Texte à examiner:
>>>>>
Et pourtant, comme l’indiquait récemment une étude du cabinet Edelman : l’employeur est la première source d’information pour un collaborateur, après les autorités…
Au sein des organisations qui confèrent à la fonction un rôle significatif à travers une vision stratégique (campagnes, dispositif multicanal, équipe pluridisciplinaire…), il a été possible de réaliser dans des temps record de véritables prouesses en matière de communication de crise du COVID-19, dans son versant interne.
Des messages et des prises de parole audio, vidéo et écrits des dirigeants sont diffusés massivement sur les canaux de communication interne. Des managers intermédiaires sont formés et outillés pour expliquer à leur équipe les décisions, des informations quotidiennes sur l’évolution de la situation. Et des contenus encourageants et reconnaissants envers les populations de collaborateurs en télétravail ou sur le terrain sont aussi largement partagés, fluidifiant ainsi la coordination et la motricité des efforts collectifs.
<<<<<
Consigne: Poursuivez le texte sur la communication interne pendant la crise du COVID-19 après sa dernière phrase.

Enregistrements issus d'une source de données
>>>>>
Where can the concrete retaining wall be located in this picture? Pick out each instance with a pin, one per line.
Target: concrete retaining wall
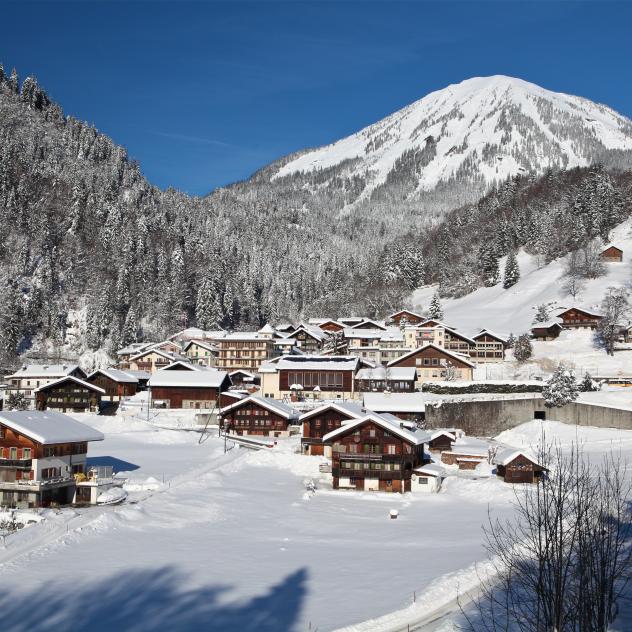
(487, 418)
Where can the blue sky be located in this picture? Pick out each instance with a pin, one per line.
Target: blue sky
(205, 93)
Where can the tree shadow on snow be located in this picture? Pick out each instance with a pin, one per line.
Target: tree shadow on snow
(148, 601)
(118, 465)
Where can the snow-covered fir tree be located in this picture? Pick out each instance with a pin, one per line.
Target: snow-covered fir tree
(561, 388)
(522, 348)
(435, 309)
(512, 270)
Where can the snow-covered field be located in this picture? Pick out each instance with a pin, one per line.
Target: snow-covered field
(233, 541)
(512, 310)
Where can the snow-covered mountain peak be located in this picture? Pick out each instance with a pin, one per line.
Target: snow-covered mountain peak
(476, 132)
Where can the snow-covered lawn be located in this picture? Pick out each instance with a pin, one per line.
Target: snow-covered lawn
(234, 542)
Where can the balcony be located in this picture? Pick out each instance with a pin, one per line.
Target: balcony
(20, 464)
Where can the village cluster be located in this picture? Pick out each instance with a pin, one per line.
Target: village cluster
(353, 388)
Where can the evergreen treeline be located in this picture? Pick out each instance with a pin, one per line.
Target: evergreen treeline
(84, 232)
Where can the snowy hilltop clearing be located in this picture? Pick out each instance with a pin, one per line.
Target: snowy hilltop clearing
(513, 310)
(238, 538)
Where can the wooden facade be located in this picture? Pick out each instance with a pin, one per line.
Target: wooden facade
(370, 456)
(612, 254)
(520, 469)
(114, 390)
(406, 317)
(316, 424)
(254, 416)
(431, 362)
(69, 395)
(576, 318)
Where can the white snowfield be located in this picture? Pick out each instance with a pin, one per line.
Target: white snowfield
(513, 310)
(452, 117)
(235, 541)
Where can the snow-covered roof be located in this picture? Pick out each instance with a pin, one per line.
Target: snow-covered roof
(288, 412)
(44, 370)
(415, 437)
(186, 365)
(205, 344)
(116, 375)
(487, 332)
(579, 309)
(354, 409)
(431, 469)
(76, 380)
(506, 455)
(395, 402)
(318, 363)
(48, 427)
(200, 379)
(457, 356)
(405, 373)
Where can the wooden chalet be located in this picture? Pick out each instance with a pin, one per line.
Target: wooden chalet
(116, 384)
(187, 389)
(489, 347)
(375, 453)
(309, 338)
(515, 466)
(442, 439)
(432, 363)
(69, 394)
(612, 254)
(331, 326)
(579, 318)
(318, 422)
(458, 342)
(201, 352)
(547, 331)
(154, 359)
(466, 454)
(381, 378)
(406, 317)
(299, 376)
(258, 416)
(40, 454)
(407, 406)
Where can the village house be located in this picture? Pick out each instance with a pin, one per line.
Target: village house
(29, 377)
(407, 406)
(467, 453)
(434, 363)
(40, 454)
(154, 359)
(319, 377)
(130, 350)
(612, 254)
(69, 394)
(547, 331)
(490, 347)
(318, 422)
(516, 466)
(244, 350)
(187, 389)
(579, 318)
(405, 317)
(381, 378)
(201, 352)
(427, 478)
(375, 453)
(309, 338)
(116, 384)
(258, 416)
(419, 335)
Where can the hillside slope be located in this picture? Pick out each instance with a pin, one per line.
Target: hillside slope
(513, 310)
(473, 135)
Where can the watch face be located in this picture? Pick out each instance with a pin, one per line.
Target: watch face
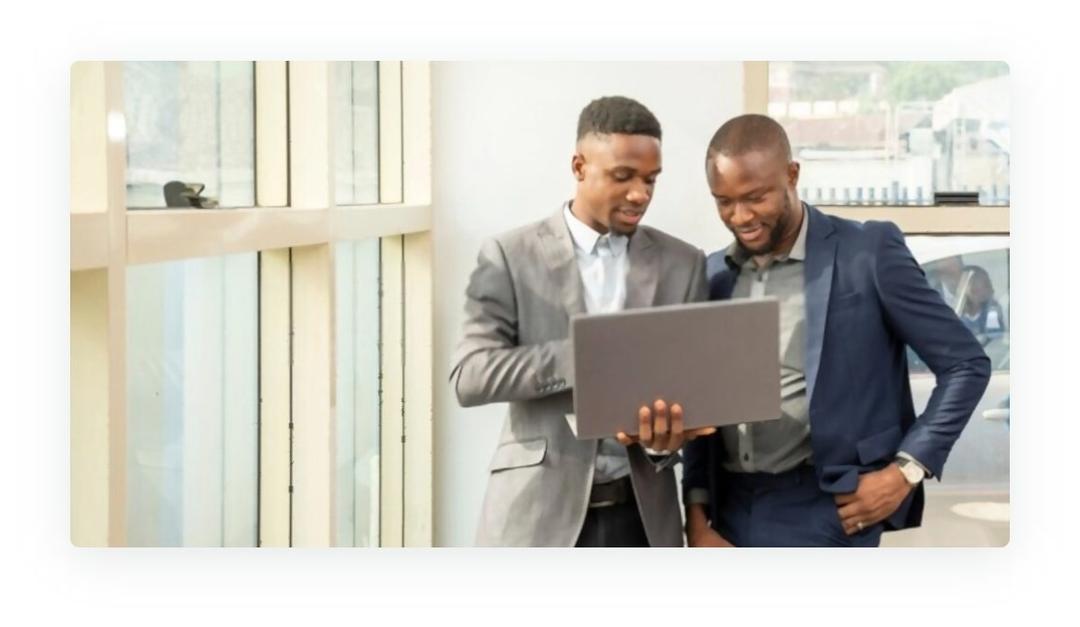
<<<<<
Réponse:
Crise inédite et nouveaux enjeux
Cette crise inédite révèle aujourd’hui le rôle crucial que la communication interne (et son corollaire, la communication managériale) joue dans le maintien du lien social, la production et la diffusion de l’information, l’engagement et la mobilisation des collaborateurs, et bien sûr, le renforcement de la culture d’entreprise et de l’efficacité opérationnelle.
Très sollicitée, elle peine désormais à répondre aux nombreux enjeux soulevés par la crise : un énorme besoin d’information sur la continuité de l’activité, le business, la stratégie d’adaptation de l’entreprise ; un besoin tout aussi important d’informations sur les mesures liées à la santé, à la sécurité et au bien-être des salariés ; et enfin, un besoin fondamental du collaborateur d’une relation empathique, bienveillante, rassurante et positive avec le management. La communication interne a rarement été autant considérée comme Business Partner stratégique et transverse !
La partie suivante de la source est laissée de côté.